▶ **PAGE EXCERPT**:
- Opening Delimiter -

Don’t Shop When Hungry
Willpower is its most elusive when needs haven’t been recently met. If you eat before you go grocery shopping, you will be much more likely to eat according to your goals. Oftentimes, the most influential battleground in determining whether a diet or lifestyle will be successful is the grocery store.
Be aware of alternative vegetarian supplements. Reluctance to consume fish oils or fear of heavy metals doesn’t necessarily mean nutritional deficiency, for example, as the market has become aware that there is demand for vegan alternatives to fish oils.
Unlike twenty years ago, it is possible to go vegan or even vegetarian without missing out on many of life’s joys.
- Over the last few years, food companies have figured out how to make dairy-free and even soy-free ice cream that tastes and feels like normal ice cream. Brands like So Delicious, Nada Moo, DF Mavens, Double Rainbow, Frankie & Joe’s, Snow Monkey, Luna & Larry’s, Halo Top Creamery, Van Leeuwen, Häagen-Dazs, Ben & Jerry’s, Tofutti, Trader Joe’s Soy Creamy, Breyer’s, Almond Dream, and Steve’s Ice Cream all have something to offer the vegan ice cream lover, and their combined flavor count far exceeds one hundred.
The New Veggie Burger:
- It used to be that the only alternative to a hamburger patty was a soy-based one made to approximate the original thing, but times have changed. Patties don’t have to remind the people who are eating them of the foods they are intentionally and specifically avoiding. These days, vegan patties can taste like anything. The veggie burgers that resemble meat still exist, but there are also alternatives from companies like Dr. Praeger’s that take the idea of a patty and run with it. Dr. Praeger’s patties include the more standard All American and California Veggie Burgers, but also Kale, Super Greens, Black Bean Quinoa, Mushroom Risotto, Heirloom Bean, Korean, Tex Mex, Bombay, and Asian veggie burgers. In addition, they offer two pescatarian-friendly burger options. That’s fourteen options from one brand, and that’s not the only brand available. Vegetarians have far more flexibility now than their predecessors did.
- Bean-based pasta has also entered the market. For far fewer calories and far less starch, the modern grocery shopper can buy beans made not with flour or corn, but with pasta. The texture of this pasta is often different from that of generic pasta, but there are enough options that any open-minded vegetarian will find one to suit his fancy. This is another way to up protein intake while avoiding animal products. Some more traditional brands have caught on and begun to fortify their pasta and create healthier alternatives to their white pasta options, but it’s hard to beat pasta made entirely out of lentils, chickpeas, black beans, red beans, or soybeans.

- Closing Delimiter -

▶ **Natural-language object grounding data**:

- Opening Delimiter -

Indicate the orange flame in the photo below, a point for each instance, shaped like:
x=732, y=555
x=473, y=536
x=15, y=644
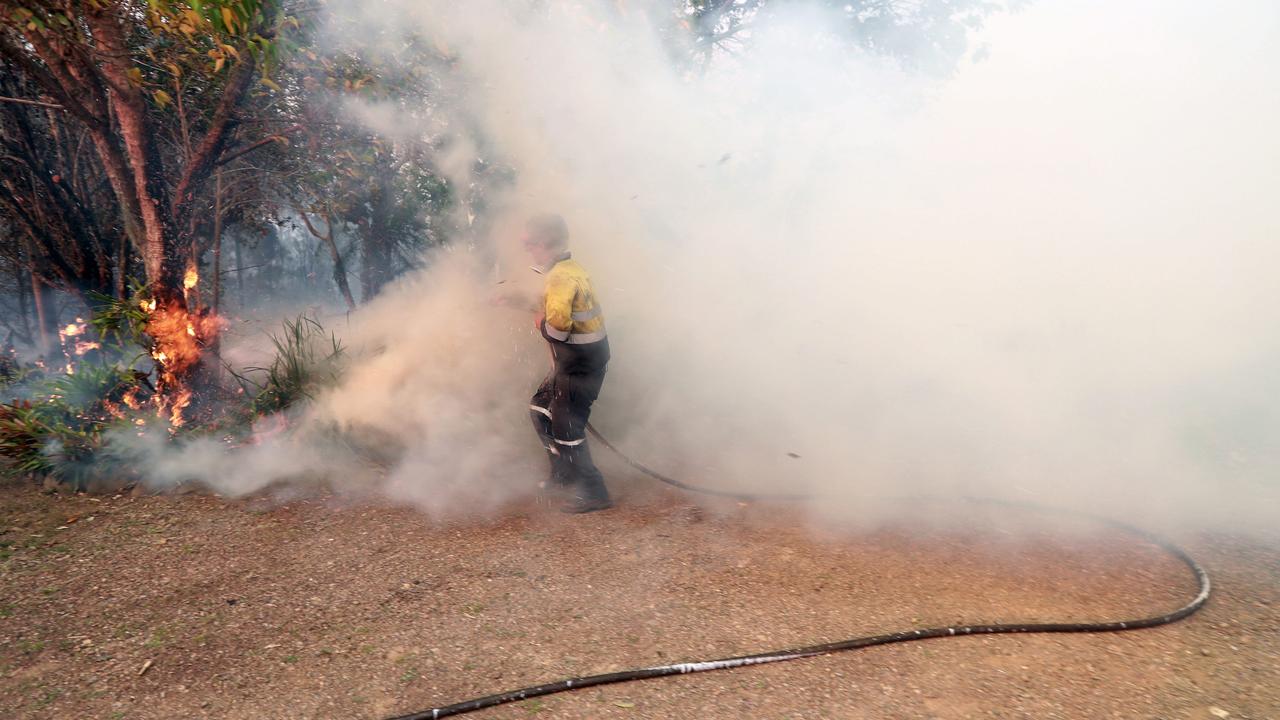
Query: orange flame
x=179, y=337
x=131, y=399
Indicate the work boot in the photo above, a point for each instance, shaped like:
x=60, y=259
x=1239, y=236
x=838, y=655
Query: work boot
x=576, y=505
x=589, y=492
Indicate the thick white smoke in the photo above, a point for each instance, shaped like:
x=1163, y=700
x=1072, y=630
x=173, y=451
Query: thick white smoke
x=1047, y=277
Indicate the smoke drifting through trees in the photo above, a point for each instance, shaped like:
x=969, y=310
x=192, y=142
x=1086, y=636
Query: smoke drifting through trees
x=1032, y=279
x=823, y=269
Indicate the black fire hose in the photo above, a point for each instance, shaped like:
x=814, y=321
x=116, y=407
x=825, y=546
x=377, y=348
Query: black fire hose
x=826, y=648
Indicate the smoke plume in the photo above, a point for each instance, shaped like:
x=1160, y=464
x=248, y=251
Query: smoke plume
x=1047, y=276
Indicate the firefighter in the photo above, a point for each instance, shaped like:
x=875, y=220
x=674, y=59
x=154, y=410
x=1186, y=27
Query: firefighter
x=570, y=319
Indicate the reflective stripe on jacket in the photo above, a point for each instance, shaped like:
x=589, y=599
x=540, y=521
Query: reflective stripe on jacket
x=572, y=314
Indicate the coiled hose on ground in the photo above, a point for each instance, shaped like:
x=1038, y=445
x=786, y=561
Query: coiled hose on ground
x=826, y=648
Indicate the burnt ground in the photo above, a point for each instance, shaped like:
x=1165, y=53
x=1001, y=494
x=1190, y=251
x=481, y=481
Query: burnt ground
x=196, y=606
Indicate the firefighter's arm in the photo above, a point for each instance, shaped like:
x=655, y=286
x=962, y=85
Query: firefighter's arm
x=558, y=308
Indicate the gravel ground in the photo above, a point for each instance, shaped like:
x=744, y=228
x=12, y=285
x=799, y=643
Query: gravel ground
x=195, y=606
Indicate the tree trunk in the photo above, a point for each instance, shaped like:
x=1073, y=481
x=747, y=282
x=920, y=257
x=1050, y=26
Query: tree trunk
x=339, y=267
x=218, y=240
x=46, y=314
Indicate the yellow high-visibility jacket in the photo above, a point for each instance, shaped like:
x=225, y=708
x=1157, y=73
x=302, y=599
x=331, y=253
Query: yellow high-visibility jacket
x=572, y=314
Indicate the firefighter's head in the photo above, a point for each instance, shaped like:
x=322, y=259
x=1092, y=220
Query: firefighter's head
x=545, y=237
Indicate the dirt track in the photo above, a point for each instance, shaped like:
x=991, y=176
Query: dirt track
x=318, y=609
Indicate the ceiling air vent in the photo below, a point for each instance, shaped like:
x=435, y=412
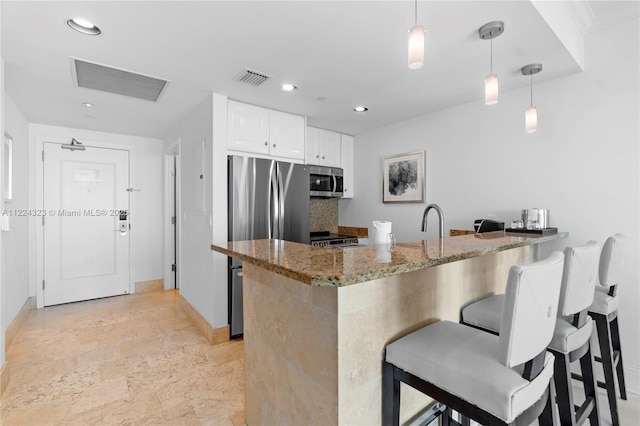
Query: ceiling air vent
x=106, y=79
x=252, y=77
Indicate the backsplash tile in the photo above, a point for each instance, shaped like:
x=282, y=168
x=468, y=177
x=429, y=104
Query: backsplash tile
x=323, y=214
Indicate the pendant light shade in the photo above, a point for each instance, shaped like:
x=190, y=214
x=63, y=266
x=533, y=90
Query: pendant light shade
x=489, y=32
x=491, y=89
x=531, y=113
x=530, y=119
x=416, y=47
x=416, y=44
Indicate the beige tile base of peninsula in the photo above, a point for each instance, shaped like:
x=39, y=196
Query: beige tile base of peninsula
x=313, y=355
x=290, y=338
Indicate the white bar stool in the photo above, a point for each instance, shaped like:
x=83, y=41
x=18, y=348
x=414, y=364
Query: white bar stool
x=604, y=312
x=494, y=380
x=572, y=334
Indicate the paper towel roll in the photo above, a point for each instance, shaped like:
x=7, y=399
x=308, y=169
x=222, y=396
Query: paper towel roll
x=380, y=232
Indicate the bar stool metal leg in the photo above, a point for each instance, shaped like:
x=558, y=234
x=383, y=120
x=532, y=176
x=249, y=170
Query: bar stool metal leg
x=617, y=356
x=590, y=386
x=604, y=340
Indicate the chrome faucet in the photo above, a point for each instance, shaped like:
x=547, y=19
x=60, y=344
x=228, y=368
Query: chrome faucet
x=440, y=218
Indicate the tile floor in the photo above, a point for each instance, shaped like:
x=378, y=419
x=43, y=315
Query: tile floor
x=134, y=360
x=127, y=360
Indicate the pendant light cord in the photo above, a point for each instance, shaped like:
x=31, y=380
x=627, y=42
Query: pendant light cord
x=491, y=55
x=531, y=89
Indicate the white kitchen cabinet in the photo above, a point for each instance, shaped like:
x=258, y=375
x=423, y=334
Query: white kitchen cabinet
x=262, y=131
x=323, y=147
x=347, y=165
x=286, y=135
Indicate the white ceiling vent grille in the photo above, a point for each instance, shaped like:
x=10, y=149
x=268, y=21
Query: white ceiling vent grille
x=106, y=79
x=252, y=77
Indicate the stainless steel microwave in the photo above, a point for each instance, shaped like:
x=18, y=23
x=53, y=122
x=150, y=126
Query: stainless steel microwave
x=325, y=182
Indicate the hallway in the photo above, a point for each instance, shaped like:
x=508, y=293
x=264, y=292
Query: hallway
x=129, y=360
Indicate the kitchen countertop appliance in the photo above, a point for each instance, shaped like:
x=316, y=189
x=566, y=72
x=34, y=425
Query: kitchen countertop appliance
x=327, y=239
x=266, y=199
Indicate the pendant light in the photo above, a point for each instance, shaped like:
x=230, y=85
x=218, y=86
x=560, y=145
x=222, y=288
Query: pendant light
x=416, y=43
x=489, y=32
x=531, y=113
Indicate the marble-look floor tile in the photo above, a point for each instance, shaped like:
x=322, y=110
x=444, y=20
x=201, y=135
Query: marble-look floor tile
x=129, y=360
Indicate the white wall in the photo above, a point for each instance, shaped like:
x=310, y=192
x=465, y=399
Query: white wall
x=15, y=243
x=3, y=325
x=146, y=205
x=582, y=163
x=202, y=275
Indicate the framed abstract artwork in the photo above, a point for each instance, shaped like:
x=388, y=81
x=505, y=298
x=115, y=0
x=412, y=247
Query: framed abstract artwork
x=404, y=178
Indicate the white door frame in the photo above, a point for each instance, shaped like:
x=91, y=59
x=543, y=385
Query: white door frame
x=171, y=152
x=40, y=140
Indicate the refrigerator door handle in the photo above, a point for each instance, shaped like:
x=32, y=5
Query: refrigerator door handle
x=274, y=206
x=269, y=203
x=281, y=195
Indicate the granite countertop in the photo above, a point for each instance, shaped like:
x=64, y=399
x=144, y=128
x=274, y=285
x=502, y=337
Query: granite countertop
x=339, y=267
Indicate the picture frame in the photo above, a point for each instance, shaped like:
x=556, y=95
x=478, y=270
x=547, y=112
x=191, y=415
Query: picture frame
x=404, y=178
x=7, y=173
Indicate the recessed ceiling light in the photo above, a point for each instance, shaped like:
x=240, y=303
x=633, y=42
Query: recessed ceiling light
x=288, y=87
x=84, y=26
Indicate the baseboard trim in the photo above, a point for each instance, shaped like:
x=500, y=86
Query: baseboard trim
x=213, y=335
x=151, y=285
x=4, y=378
x=12, y=330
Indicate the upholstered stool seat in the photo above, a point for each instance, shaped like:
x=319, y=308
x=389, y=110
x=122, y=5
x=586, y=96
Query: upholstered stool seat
x=571, y=335
x=464, y=362
x=604, y=311
x=567, y=337
x=603, y=303
x=493, y=380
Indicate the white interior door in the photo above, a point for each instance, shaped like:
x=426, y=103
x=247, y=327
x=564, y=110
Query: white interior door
x=86, y=227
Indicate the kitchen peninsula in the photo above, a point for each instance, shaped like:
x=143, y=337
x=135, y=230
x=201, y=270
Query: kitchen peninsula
x=316, y=320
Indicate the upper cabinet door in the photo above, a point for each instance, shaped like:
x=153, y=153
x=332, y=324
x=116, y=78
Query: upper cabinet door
x=248, y=128
x=323, y=147
x=330, y=148
x=347, y=166
x=286, y=133
x=313, y=146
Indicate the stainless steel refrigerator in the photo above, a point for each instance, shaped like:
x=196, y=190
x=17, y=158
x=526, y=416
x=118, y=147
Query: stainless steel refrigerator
x=266, y=199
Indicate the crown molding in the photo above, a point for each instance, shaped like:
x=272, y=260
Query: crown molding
x=581, y=13
x=626, y=12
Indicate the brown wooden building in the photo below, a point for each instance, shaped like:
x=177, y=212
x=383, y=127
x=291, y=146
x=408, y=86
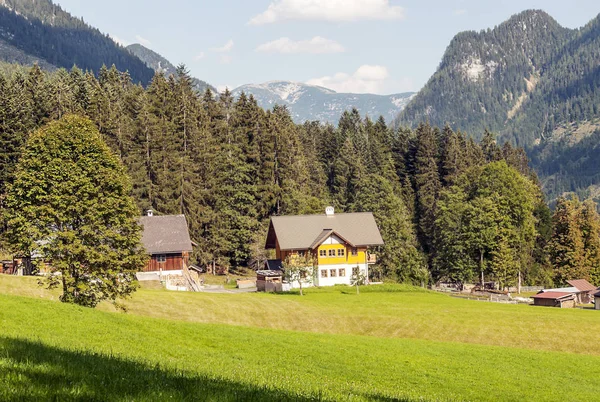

- Closing Delimiter -

▶ **WHAT TO DO**:
A. Using the vegetarian shopping excerpt, decide whether each statement agrees with it, and answer yes or no with the deciding words quoted from it: (i) Eating before grocery shopping makes you more likely to eat according to your goals. (ii) Dr. Praeger's offers three pescatarian-friendly burger options. (iii) The listed ice cream brands together offer fewer than one hundred flavors.
B. Reproduce word for word the part of the vegetarian shopping excerpt that opens with the words containing "Don’t Shop When" and closes with "of life’s joys.".

▶ **SOLUTION LIST**:
A.
(i) Yes: "If you eat before you go grocery shopping, you will be much more likely to eat according to your goals."
(ii) No: "In addition, they offer two pescatarian-friendly burger options."
(iii) No: "their combined flavor count far exceeds one hundred."

B.
Don’t Shop When Hungry
Willpower is its most elusive when needs haven’t been recently met. If you eat before you go grocery shopping, you will be much more likely to eat according to your goals. Oftentimes, the most influential battleground in determining whether a diet or lifestyle will be successful is the grocery store.
Be aware of alternative vegetarian supplements. Reluctance to consume fish oils or fear of heavy metals doesn’t necessarily mean nutritional deficiency, for example, as the market has become aware that there is demand for vegan alternatives to fish oils.
Unlike twenty years ago, it is possible to go vegan or even vegetarian without missing out on many of life’s joys.